═══ TEXTO FORNECIDO

Porém, ao abrigo desta lei, dita restritiva de direitos e, por isso, de interpretação restritiva, como o julgou o Tribunal Constitucional, uma personalidade pode deixar de ser presidente duma câmara municipal ou duma junta de freguesia e candidatar-se, com êxito ou não, à liderança de outro município ou de outra junta. Mais: o presidente da junta pôde candidatar-se à presidência da junta da união de freguesias em que se integra a freguesia que liderava dantes. Creio que, a haver reversão da reforma administrativa de 2012/2013, o mesmo presidente da junta da união de freguesias poderá candidatar-se à liderança da junta da freguesia que for desmembrada dessa união. Já agora, poderiam os órgãos municipais e de freguesia propor à Assembleia da República a alteração dos limites do território municipal e de freguesia, respetivamente, ou caraterizar de outro modo a sede do concelho ou a freguesia (passar de aldeia a vila e vice-versa ou de vila a cidade e vice-versa) para os respetivos titulares do poder local poderem recandidatar-se indefinidamente.  

Obviamente, o legislador sabia que uma lei restritiva de direitos tem interpretação restritiva. Por isso, deveria ter acautelado o país de algumas das práticas bizarras a que temos assistido. Mas não o fez. E porque não o fez? Talvez, para que, mudando alguma coisinha, tudo ficasse quase na mesma e se mantivessem o compadrio e o caciquismo na esfera do poder local, criando, mantendo e reforçando dependências e promovendo promiscuidades.

Já tínhamos visto, num determinado concelho do distrito de Viseu, um presidente de junta de freguesia, que não podendo candidatar-se por ter expirado o cumprimento dos mandatos em conformidade com a lei, foi em 2.º lugar na lista do cônjuge varoa, tendo este permitido que, na prática, fosse o marido a liderar a freguesia. Passados 4 anos, voltou a candidatar-se com êxito.

No mesmo concelho, o presidente da câmara municipal fez uma pausa de 4 anos em relação à presidência, mas foi eleito para o executivo, pois ia em 2.º lugar. Agora, alegadamente porque o presidente em termo de mandato não pretendeu recandidatar-se, apesar de o seu partido o haver proposto, o agora ex-vereador em regime de permanência é candidato aceite pelo seu partido.

Entretanto, estes dias brindam-nos com um outro caso. No site do PSD pode ler-se:   

Ultrapassado o período de silêncio e de respeito que nos mereceu o inesperado falecimento do Presidente da Câmara de Viseu, António Almeida Henriques, a direção nacional do PSD, em estreita articulação com as comissões políticas distrital e concelhia, decidiu homologar o nome de Fernando Ruas para candidato à Câmara Municipal de Viseu

Fernando Ruas foi Presidente da Câmara de Viseu entre 1989 e 2013, Presidente da Associação Nacional de Municípios tendo, entretanto, exercido o cargo de eurodeputado e, atualmente, de Presidente da Comissão de Administração Pública, Modernização Administrativa, Descentralização e Poder Local

O candidato é economista, nasceu e viveu sempre em Viseu, mantendo-se fiel às suas raízes, razão pela qual decidiu regressar para se candidatar à autarquia que liderou durante mais de duas décadas com grande sucesso.”.

══════

> [ENUNCIADO]: Transcreva do texto sobre a limitação de mandatos no poder local o trecho que começa em "Já tínhamos visto, num" e termina em "candidatar-se com êxito.". O material não tem qualquer papel nisto.

═══ DADOS FORNECIDOS

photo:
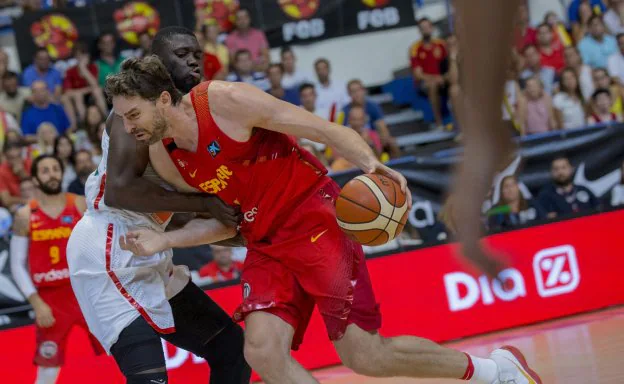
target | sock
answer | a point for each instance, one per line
(480, 371)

══════

> [TAREFA CONCLUÍDA]:
Já tínhamos visto, num determinado concelho do distrito de Viseu, um presidente de junta de freguesia, que não podendo candidatar-se por ter expirado o cumprimento dos mandatos em conformidade com a lei, foi em 2.º lugar na lista do cônjuge varoa, tendo este permitido que, na prática, fosse o marido a liderar a freguesia. Passados 4 anos, voltou a candidatar-se com êxito.